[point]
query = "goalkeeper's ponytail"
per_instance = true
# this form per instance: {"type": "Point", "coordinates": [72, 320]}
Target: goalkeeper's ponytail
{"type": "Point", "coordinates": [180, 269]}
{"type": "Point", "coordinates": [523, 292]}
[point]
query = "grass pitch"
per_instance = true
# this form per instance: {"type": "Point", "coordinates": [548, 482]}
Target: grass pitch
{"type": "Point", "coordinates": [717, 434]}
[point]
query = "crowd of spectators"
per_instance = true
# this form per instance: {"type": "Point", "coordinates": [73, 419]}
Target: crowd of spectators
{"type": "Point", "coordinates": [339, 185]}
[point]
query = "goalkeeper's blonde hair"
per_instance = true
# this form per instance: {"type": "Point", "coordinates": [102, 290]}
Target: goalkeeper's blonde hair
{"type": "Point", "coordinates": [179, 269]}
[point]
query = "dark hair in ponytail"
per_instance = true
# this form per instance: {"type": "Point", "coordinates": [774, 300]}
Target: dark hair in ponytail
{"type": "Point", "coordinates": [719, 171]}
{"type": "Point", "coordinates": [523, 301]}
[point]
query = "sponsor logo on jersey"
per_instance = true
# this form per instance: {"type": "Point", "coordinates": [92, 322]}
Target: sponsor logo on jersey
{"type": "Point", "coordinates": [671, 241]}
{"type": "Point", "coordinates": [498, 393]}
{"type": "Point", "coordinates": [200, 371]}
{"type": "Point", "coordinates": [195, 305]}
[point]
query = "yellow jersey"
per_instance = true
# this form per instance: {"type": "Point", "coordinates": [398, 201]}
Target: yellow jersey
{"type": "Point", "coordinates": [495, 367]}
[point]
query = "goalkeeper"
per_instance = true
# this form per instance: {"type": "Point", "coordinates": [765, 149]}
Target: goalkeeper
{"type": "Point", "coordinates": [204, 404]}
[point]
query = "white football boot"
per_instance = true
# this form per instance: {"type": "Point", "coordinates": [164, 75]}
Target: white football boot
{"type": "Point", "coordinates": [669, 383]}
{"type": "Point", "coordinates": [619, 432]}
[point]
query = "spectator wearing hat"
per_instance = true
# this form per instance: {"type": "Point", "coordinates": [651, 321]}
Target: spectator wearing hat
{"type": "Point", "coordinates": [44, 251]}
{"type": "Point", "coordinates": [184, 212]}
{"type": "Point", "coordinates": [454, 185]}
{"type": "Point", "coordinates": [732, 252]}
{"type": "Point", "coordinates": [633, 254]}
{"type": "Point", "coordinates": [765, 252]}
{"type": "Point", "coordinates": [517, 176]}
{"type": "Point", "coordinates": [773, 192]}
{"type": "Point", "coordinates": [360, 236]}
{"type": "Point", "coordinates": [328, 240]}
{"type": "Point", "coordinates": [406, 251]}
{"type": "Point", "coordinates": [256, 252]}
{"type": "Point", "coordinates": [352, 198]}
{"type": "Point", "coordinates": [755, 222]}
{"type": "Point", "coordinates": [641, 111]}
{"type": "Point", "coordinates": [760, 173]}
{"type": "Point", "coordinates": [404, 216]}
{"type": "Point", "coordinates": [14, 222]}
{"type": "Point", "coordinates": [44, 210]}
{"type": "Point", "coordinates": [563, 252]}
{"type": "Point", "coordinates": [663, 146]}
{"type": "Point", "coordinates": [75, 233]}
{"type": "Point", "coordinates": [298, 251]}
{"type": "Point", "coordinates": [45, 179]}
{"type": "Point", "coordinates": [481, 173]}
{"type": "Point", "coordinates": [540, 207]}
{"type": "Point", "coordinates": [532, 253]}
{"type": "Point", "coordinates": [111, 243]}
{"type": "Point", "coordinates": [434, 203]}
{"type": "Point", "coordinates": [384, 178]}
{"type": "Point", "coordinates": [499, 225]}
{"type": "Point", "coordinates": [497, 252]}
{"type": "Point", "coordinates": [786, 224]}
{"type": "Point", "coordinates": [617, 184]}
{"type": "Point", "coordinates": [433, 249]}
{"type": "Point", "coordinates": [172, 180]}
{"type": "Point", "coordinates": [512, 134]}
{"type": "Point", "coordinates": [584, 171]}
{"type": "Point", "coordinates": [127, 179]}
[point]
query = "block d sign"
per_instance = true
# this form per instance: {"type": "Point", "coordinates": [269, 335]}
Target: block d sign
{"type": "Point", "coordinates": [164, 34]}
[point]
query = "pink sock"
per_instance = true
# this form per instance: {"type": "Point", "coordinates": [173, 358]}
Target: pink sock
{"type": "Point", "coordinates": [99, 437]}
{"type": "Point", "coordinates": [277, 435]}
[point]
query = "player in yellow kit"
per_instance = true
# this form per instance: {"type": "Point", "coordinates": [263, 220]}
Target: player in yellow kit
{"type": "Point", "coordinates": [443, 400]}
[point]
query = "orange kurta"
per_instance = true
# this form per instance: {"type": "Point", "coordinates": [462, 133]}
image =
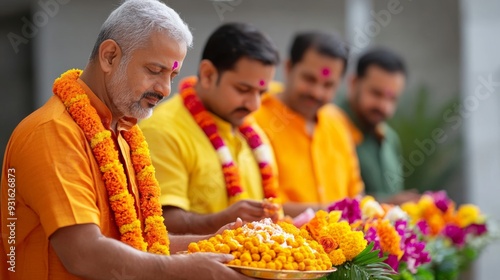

=-=-=

**What is needed**
For each entry, copy the text exactly and leave out any image it carries.

**Result for this task**
[point]
query = "goalkeeper's ponytail"
per_instance = true
# this form per instance: {"type": "Point", "coordinates": [72, 320]}
Target: goalkeeper's ponytail
{"type": "Point", "coordinates": [180, 269]}
{"type": "Point", "coordinates": [523, 292]}
[point]
query = "grass pitch"
per_instance = true
# this form per instance: {"type": "Point", "coordinates": [548, 482]}
Target: grass pitch
{"type": "Point", "coordinates": [717, 434]}
[point]
query = "crowd of spectators"
per_instance = true
# this form per instance: {"type": "Point", "coordinates": [73, 419]}
Target: crowd of spectators
{"type": "Point", "coordinates": [339, 185]}
[point]
query = "goalkeeper's blonde hair"
per_instance = true
# this form per instance: {"type": "Point", "coordinates": [102, 290]}
Target: goalkeeper's blonde hair
{"type": "Point", "coordinates": [179, 269]}
[point]
query = "dark hair in ponytail"
per_instance = true
# this form per instance: {"type": "Point", "coordinates": [774, 300]}
Target: dark hair in ponytail
{"type": "Point", "coordinates": [719, 171]}
{"type": "Point", "coordinates": [523, 301]}
[point]
query = "sponsor logo on jersey"
per_instance = true
# this form per instance: {"type": "Point", "coordinates": [92, 322]}
Target: sponsor logo on jersey
{"type": "Point", "coordinates": [671, 241]}
{"type": "Point", "coordinates": [498, 393]}
{"type": "Point", "coordinates": [200, 371]}
{"type": "Point", "coordinates": [195, 305]}
[point]
query = "yellow jersey"
per_instance = true
# this form per instance: {"type": "Point", "coordinates": [398, 201]}
Target: yellow jersey
{"type": "Point", "coordinates": [495, 367]}
[point]
query = "goalkeeper"
per_instance = true
# this form per instance: {"type": "Point", "coordinates": [765, 149]}
Target: goalkeeper
{"type": "Point", "coordinates": [204, 404]}
[point]
query = "white football boot"
per_instance = true
# this form per instance: {"type": "Point", "coordinates": [164, 75]}
Target: white football boot
{"type": "Point", "coordinates": [669, 383]}
{"type": "Point", "coordinates": [619, 432]}
[point]
query = "spectator wearing hat"
per_instance = true
# this form per instance: {"type": "Point", "coordinates": [651, 321]}
Target: spectator wearing hat
{"type": "Point", "coordinates": [44, 251]}
{"type": "Point", "coordinates": [184, 212]}
{"type": "Point", "coordinates": [454, 185]}
{"type": "Point", "coordinates": [732, 252]}
{"type": "Point", "coordinates": [633, 254]}
{"type": "Point", "coordinates": [765, 252]}
{"type": "Point", "coordinates": [517, 176]}
{"type": "Point", "coordinates": [773, 192]}
{"type": "Point", "coordinates": [360, 236]}
{"type": "Point", "coordinates": [328, 240]}
{"type": "Point", "coordinates": [406, 251]}
{"type": "Point", "coordinates": [256, 252]}
{"type": "Point", "coordinates": [352, 198]}
{"type": "Point", "coordinates": [755, 222]}
{"type": "Point", "coordinates": [641, 111]}
{"type": "Point", "coordinates": [760, 173]}
{"type": "Point", "coordinates": [404, 216]}
{"type": "Point", "coordinates": [14, 222]}
{"type": "Point", "coordinates": [44, 210]}
{"type": "Point", "coordinates": [563, 252]}
{"type": "Point", "coordinates": [663, 146]}
{"type": "Point", "coordinates": [75, 233]}
{"type": "Point", "coordinates": [298, 251]}
{"type": "Point", "coordinates": [45, 179]}
{"type": "Point", "coordinates": [481, 173]}
{"type": "Point", "coordinates": [540, 207]}
{"type": "Point", "coordinates": [532, 253]}
{"type": "Point", "coordinates": [111, 243]}
{"type": "Point", "coordinates": [434, 203]}
{"type": "Point", "coordinates": [384, 178]}
{"type": "Point", "coordinates": [499, 225]}
{"type": "Point", "coordinates": [497, 252]}
{"type": "Point", "coordinates": [786, 224]}
{"type": "Point", "coordinates": [617, 184]}
{"type": "Point", "coordinates": [433, 249]}
{"type": "Point", "coordinates": [172, 180]}
{"type": "Point", "coordinates": [512, 134]}
{"type": "Point", "coordinates": [584, 171]}
{"type": "Point", "coordinates": [127, 179]}
[point]
query = "block d sign"
per_instance = true
# this form per instance: {"type": "Point", "coordinates": [269, 335]}
Target: block d sign
{"type": "Point", "coordinates": [164, 34]}
[point]
query = "pink sock"
per_instance = true
# this form per instance: {"type": "Point", "coordinates": [173, 358]}
Target: pink sock
{"type": "Point", "coordinates": [99, 437]}
{"type": "Point", "coordinates": [277, 435]}
[point]
query = "player in yellow kit"
per_instance = true
# this form per instance: {"type": "Point", "coordinates": [263, 220]}
Target: player in yellow kit
{"type": "Point", "coordinates": [443, 400]}
[point]
query = "orange kurta"
per_instance = true
# this form per instance: {"type": "Point", "coordinates": [462, 133]}
image =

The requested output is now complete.